Records of labeled boxes:
++++++

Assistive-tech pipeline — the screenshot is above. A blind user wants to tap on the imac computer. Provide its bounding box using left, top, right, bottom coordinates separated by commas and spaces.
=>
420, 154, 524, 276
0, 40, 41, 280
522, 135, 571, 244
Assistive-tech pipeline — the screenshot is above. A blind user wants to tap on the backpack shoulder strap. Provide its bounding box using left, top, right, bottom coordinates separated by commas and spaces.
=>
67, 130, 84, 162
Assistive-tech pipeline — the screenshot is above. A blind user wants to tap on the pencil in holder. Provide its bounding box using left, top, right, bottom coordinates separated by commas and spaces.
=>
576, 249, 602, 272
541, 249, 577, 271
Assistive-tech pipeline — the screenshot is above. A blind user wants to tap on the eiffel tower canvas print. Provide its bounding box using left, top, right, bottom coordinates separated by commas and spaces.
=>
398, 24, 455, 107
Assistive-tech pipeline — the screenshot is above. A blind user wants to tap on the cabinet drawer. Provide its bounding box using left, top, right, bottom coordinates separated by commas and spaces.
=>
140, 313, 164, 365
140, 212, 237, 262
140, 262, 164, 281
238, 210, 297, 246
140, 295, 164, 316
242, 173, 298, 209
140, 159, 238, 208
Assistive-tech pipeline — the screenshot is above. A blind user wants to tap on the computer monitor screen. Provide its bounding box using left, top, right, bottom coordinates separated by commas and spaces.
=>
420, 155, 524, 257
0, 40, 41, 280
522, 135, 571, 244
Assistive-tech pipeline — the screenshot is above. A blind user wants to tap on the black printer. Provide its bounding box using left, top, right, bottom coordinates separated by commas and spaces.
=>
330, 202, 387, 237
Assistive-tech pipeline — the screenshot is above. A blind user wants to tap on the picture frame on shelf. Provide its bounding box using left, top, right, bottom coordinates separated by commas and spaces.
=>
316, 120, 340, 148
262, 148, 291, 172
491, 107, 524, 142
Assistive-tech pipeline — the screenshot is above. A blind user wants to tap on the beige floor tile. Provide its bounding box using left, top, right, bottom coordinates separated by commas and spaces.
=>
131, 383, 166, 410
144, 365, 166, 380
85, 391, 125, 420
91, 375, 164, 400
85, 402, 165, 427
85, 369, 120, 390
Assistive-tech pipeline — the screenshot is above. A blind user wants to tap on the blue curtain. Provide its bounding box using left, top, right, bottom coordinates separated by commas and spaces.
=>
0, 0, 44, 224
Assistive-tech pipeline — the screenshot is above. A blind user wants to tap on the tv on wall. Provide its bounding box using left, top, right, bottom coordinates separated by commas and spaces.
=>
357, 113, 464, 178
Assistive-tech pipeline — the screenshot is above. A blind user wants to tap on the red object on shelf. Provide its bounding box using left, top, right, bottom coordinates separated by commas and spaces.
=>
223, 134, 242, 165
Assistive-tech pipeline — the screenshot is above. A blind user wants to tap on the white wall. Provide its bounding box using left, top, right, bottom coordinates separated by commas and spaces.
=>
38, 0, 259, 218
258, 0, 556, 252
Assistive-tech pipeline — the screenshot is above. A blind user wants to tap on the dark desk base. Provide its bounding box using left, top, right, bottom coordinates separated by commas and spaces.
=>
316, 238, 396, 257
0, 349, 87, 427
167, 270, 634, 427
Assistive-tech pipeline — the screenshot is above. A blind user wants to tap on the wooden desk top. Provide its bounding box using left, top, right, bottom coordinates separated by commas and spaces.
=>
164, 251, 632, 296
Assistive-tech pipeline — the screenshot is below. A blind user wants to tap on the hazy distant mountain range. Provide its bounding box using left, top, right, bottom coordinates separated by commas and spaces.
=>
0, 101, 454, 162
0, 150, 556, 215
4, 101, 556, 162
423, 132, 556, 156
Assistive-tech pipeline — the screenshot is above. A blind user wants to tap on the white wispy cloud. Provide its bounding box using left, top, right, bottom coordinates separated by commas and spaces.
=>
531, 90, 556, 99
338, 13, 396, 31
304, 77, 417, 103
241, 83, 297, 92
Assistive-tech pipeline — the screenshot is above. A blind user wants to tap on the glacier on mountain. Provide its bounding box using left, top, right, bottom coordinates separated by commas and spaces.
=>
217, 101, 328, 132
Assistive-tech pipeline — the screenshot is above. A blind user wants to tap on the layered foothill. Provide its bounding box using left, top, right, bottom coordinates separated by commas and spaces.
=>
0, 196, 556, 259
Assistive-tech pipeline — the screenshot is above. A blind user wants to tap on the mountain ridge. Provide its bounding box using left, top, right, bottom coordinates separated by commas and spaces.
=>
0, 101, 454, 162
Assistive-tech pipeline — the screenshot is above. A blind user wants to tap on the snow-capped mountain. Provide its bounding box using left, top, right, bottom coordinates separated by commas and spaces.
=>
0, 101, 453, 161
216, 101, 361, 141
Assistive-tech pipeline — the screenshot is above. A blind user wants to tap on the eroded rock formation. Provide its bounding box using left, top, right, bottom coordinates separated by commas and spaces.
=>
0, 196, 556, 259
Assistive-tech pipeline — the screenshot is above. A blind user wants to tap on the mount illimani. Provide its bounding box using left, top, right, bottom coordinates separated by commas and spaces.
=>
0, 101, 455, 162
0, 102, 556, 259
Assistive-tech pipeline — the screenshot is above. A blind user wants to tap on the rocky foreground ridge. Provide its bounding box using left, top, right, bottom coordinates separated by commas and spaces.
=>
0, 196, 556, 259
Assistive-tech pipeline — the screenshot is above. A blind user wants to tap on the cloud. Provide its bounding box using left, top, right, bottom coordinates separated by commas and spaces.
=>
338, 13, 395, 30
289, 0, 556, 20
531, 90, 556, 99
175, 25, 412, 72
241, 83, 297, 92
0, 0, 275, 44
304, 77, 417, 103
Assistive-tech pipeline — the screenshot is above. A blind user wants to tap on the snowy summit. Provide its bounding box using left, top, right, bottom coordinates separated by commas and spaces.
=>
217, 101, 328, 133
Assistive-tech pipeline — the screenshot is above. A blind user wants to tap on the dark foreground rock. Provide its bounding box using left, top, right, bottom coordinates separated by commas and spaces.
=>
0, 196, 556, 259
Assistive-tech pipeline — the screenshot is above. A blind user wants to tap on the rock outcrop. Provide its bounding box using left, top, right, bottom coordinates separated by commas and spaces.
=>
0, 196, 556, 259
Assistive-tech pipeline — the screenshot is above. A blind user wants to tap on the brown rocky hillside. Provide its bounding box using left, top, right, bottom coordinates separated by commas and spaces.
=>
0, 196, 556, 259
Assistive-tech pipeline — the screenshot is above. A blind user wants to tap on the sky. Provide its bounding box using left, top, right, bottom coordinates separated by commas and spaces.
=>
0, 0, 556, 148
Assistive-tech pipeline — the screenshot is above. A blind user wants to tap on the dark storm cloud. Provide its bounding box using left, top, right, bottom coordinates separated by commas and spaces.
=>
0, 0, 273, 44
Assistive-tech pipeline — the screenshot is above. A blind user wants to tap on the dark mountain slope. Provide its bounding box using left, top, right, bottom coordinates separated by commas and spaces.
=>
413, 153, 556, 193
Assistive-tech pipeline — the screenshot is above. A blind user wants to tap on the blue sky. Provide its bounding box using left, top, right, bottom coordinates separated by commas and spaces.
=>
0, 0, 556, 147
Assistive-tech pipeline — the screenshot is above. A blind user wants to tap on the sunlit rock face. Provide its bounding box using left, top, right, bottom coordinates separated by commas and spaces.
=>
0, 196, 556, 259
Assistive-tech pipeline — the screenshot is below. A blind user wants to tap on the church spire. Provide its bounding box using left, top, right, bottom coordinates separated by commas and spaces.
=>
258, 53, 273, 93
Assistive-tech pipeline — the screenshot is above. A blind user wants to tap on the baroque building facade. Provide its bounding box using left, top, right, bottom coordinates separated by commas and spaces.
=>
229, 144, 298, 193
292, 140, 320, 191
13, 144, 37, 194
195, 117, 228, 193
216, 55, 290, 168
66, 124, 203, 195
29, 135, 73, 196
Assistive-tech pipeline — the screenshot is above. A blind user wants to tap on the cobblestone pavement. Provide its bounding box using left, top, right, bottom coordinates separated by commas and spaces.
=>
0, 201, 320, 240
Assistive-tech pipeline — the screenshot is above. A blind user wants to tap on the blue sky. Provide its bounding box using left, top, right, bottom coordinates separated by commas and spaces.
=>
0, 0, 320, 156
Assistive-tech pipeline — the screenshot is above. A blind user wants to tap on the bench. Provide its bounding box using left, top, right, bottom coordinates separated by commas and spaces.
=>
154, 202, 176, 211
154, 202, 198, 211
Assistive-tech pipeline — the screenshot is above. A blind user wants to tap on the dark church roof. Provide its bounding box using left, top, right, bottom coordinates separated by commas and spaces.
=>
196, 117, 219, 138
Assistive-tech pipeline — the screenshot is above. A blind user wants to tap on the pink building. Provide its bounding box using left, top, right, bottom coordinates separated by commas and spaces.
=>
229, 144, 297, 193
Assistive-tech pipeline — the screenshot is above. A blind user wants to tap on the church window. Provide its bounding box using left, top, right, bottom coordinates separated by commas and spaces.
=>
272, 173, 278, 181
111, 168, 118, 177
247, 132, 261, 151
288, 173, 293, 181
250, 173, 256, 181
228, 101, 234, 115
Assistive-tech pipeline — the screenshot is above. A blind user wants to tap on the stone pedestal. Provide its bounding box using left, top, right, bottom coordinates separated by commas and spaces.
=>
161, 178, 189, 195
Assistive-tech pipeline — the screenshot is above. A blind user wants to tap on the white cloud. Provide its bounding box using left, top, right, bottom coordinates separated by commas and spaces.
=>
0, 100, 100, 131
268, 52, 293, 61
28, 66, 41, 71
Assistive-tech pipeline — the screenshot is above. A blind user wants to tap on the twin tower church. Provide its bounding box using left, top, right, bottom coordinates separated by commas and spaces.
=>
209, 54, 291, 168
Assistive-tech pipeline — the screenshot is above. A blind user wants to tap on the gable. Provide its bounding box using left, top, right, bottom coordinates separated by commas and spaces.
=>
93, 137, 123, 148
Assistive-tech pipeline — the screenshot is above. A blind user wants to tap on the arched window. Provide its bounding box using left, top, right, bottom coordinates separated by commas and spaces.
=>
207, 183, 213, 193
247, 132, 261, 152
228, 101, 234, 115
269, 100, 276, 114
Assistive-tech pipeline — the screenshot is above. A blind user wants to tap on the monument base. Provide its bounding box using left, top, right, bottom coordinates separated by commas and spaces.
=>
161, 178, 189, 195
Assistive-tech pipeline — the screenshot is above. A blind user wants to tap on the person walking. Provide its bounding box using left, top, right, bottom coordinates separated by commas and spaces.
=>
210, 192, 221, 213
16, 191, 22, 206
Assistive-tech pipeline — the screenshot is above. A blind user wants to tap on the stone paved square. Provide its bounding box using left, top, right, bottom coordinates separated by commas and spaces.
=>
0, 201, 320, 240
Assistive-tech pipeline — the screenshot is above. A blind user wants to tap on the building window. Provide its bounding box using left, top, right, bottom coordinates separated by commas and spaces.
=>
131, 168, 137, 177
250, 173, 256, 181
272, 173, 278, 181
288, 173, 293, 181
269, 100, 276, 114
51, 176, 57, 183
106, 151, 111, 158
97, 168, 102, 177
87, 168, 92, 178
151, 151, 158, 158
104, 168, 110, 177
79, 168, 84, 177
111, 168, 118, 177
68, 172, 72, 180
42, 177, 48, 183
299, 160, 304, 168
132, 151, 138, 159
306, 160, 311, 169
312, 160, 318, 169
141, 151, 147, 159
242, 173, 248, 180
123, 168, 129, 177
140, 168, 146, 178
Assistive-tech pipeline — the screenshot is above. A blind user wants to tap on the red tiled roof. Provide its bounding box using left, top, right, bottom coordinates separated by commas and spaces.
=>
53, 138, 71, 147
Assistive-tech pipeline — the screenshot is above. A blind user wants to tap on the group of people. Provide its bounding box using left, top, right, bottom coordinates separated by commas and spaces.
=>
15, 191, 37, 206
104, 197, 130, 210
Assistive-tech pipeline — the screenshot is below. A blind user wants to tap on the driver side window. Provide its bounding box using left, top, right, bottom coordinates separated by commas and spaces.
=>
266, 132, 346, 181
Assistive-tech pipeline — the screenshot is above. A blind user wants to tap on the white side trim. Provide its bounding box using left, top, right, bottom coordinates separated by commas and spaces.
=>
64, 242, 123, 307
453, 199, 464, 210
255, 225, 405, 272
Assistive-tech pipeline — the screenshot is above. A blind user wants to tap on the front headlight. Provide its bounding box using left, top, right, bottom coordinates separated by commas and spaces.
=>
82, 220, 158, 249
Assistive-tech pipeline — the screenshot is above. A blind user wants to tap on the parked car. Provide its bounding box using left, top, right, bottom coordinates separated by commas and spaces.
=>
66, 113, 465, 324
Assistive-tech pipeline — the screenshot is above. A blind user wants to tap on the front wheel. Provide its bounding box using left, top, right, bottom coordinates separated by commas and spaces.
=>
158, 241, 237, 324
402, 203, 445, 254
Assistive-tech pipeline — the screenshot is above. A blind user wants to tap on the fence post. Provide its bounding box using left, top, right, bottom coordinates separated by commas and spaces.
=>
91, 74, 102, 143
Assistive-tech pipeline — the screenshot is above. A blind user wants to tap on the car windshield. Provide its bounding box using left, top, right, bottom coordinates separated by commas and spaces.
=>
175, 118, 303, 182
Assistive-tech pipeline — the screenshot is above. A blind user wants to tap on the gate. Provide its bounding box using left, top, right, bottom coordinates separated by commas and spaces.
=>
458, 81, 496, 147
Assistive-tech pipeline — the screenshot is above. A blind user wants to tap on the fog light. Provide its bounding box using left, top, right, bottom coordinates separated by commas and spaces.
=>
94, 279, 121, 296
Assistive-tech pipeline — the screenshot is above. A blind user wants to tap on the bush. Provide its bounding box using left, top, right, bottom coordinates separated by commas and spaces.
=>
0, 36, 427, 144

++++++

(Written instruction) Rewrite the stretch from the line containing "on the wooden" through the line containing "164, 251, 632, 296", substituting "oak desk surface" for "wooden desk top" and leaving everything else unchanged.

(Worked solution)
Assistive-tech pipeline — the screenshot is above. A blind user wants to tap on the oak desk surface. Provide its bounding box using left, top, right, bottom coordinates separated by commas and spaces.
=>
164, 251, 632, 296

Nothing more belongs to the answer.